>> Begin Extracted data
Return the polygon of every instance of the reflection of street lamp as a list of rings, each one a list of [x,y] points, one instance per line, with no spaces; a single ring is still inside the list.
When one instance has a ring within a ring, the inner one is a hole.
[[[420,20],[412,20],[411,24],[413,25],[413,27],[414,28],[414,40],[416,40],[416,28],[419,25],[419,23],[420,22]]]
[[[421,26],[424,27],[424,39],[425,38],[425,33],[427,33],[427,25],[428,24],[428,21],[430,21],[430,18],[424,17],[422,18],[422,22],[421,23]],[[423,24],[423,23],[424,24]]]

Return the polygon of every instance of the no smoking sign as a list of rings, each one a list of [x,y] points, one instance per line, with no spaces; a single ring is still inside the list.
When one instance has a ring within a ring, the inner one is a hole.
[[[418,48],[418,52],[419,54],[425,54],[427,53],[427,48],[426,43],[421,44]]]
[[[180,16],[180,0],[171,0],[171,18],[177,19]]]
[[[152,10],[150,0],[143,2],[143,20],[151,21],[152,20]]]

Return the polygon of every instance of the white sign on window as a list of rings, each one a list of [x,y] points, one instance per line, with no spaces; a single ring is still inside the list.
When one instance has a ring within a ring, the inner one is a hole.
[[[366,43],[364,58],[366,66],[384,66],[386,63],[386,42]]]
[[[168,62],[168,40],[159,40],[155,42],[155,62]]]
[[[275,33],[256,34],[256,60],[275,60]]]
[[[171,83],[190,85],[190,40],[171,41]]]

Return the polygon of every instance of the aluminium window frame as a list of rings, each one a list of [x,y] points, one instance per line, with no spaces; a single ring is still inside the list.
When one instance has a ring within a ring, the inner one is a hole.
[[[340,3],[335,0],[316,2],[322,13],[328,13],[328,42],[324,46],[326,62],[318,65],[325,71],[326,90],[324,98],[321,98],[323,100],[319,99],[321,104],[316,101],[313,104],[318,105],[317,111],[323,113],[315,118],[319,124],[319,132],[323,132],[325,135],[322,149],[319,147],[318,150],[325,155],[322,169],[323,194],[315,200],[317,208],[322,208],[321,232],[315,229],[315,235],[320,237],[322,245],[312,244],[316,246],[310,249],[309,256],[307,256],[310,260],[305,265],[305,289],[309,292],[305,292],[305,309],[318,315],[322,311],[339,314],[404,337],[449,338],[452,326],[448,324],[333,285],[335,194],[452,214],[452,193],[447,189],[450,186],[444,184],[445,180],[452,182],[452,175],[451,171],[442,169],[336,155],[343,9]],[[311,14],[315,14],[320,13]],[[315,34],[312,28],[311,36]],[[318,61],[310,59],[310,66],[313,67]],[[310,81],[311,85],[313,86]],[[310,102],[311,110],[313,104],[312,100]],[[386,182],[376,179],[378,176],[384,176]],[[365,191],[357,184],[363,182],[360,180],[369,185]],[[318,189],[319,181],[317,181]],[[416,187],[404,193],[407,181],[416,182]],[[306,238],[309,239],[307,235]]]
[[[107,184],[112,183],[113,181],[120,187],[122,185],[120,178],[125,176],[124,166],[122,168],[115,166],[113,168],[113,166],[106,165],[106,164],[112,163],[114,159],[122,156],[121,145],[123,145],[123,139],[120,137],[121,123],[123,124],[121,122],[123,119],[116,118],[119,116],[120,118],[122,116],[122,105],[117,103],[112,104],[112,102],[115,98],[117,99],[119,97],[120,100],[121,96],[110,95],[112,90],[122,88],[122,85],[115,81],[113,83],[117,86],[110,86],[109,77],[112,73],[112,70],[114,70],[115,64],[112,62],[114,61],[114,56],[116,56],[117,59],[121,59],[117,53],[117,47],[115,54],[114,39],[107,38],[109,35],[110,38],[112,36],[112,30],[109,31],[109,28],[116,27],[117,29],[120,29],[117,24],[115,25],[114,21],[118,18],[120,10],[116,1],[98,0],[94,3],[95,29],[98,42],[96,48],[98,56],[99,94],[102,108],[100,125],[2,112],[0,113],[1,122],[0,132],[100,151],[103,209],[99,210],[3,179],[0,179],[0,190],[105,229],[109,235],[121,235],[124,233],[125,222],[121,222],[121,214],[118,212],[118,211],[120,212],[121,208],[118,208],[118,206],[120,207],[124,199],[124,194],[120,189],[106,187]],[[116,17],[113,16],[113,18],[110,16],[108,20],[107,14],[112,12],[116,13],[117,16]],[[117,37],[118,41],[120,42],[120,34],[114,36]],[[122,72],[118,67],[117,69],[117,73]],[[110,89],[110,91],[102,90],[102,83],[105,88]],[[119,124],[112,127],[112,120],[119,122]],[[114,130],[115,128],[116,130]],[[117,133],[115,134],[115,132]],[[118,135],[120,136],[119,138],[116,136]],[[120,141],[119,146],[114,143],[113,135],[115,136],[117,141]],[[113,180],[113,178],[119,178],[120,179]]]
>> End Extracted data
** Your instructions **
Retype all of the items above line by line, without changing a single character.

** Exercise output **
Return the polygon of every instance of the reflection of street lamp as a list of rings, each one a list of [x,y] points, one instance per line, with no spaces; a single ring is still inside the list.
When one instance has a ring within a ring, the inner one is a hole.
[[[420,20],[412,20],[411,24],[413,25],[413,27],[414,28],[414,40],[416,40],[416,28],[419,25],[419,23],[420,22]]]
[[[421,26],[424,27],[424,39],[425,38],[425,33],[427,33],[427,25],[428,24],[428,21],[430,21],[430,18],[424,17],[422,18],[422,22],[421,23]],[[423,24],[423,23],[424,24]]]

Return the polygon of every instance of the no smoking sign as a list of rings, each one a list of [x,y] points, one instance per line, with no spaces; a single ring is still inside the list.
When one instance has a ring within a ring, the inner one is a hole.
[[[418,48],[418,52],[419,54],[425,54],[427,53],[427,48],[426,43],[421,44]]]
[[[180,16],[180,0],[171,0],[171,18],[177,19]]]
[[[152,10],[150,0],[143,2],[143,20],[151,21],[152,20]]]

Return the polygon of every instance of the white sign on window as a list of rings, each one a list of [x,y] points, one instance per line, with no spaces; a single ring is still inside the list.
When one instance has a ring within a ring, the inner one is a hole.
[[[366,43],[364,58],[366,66],[384,66],[386,63],[386,42]]]
[[[168,62],[168,40],[159,40],[155,42],[155,62]]]
[[[275,33],[256,34],[256,60],[275,60]]]
[[[171,83],[190,85],[190,40],[171,41]]]

Return the polygon of every instance of the aluminium window frame as a list of rings, each one a list of [x,y] points, one instance per line, with no spaces; a single ring is still inside the list.
When one instance has a ring within a ring, the inner one is a hole.
[[[340,3],[335,0],[316,2],[322,13],[328,13],[328,42],[324,46],[326,62],[318,65],[325,71],[326,90],[324,98],[321,98],[323,100],[319,99],[321,104],[316,101],[313,104],[318,105],[317,111],[323,113],[315,118],[319,124],[319,132],[323,132],[325,135],[322,149],[319,147],[318,150],[325,155],[322,169],[323,194],[315,200],[317,208],[322,208],[321,232],[315,229],[315,235],[320,237],[322,245],[312,244],[316,246],[310,249],[309,256],[307,256],[310,260],[305,265],[305,289],[309,292],[305,292],[305,309],[318,315],[322,311],[339,314],[404,337],[449,338],[452,326],[448,324],[333,285],[335,194],[452,214],[452,193],[447,189],[450,186],[444,184],[445,180],[452,182],[452,175],[451,171],[442,169],[336,155],[343,9]],[[311,14],[315,14],[320,13]],[[315,34],[312,28],[311,36]],[[318,61],[310,59],[310,66],[313,67]],[[310,81],[311,85],[313,86]],[[310,102],[311,110],[313,104],[312,100]],[[386,182],[376,179],[378,176],[384,176]],[[365,191],[357,184],[363,182],[360,180],[369,185]],[[318,189],[319,181],[317,181]],[[416,187],[404,193],[407,181],[416,182]],[[306,238],[309,239],[307,235]]]
[[[107,184],[112,183],[113,181],[120,187],[122,185],[120,178],[125,176],[124,166],[122,168],[115,166],[113,168],[113,166],[106,165],[106,164],[112,163],[114,159],[122,156],[121,145],[123,145],[123,139],[120,137],[121,123],[123,124],[121,122],[123,119],[116,118],[119,116],[120,118],[122,116],[122,105],[117,103],[112,104],[112,102],[115,98],[117,99],[119,97],[120,100],[121,96],[110,95],[112,90],[122,88],[122,85],[115,81],[113,83],[117,86],[110,86],[109,77],[112,73],[112,70],[114,70],[115,64],[112,62],[114,61],[114,56],[116,56],[117,59],[121,59],[117,53],[117,47],[115,54],[114,39],[107,38],[109,35],[110,38],[112,36],[112,30],[109,31],[109,28],[116,27],[117,29],[120,29],[117,24],[115,25],[114,21],[118,18],[120,10],[116,1],[98,0],[94,3],[95,29],[98,42],[96,48],[98,56],[99,94],[102,108],[100,125],[2,112],[0,113],[1,122],[0,132],[100,151],[103,209],[99,210],[3,179],[0,179],[0,190],[105,229],[109,235],[121,235],[124,233],[125,222],[121,222],[121,214],[118,212],[118,211],[120,212],[121,208],[118,208],[118,206],[120,207],[124,199],[124,194],[120,189],[106,187]],[[116,17],[113,16],[113,18],[110,16],[108,20],[107,14],[112,12],[116,13],[117,16]],[[117,37],[118,41],[120,42],[120,34],[114,36]],[[122,72],[118,67],[117,69],[117,73]],[[110,89],[110,91],[102,90],[102,83],[105,88]],[[119,124],[112,127],[112,120],[119,122]],[[114,130],[115,128],[116,130]],[[117,133],[115,134],[115,132]],[[118,135],[120,136],[119,138],[116,136]],[[120,141],[119,146],[114,143],[113,135],[115,136],[117,141]],[[113,180],[113,178],[119,178],[120,179]]]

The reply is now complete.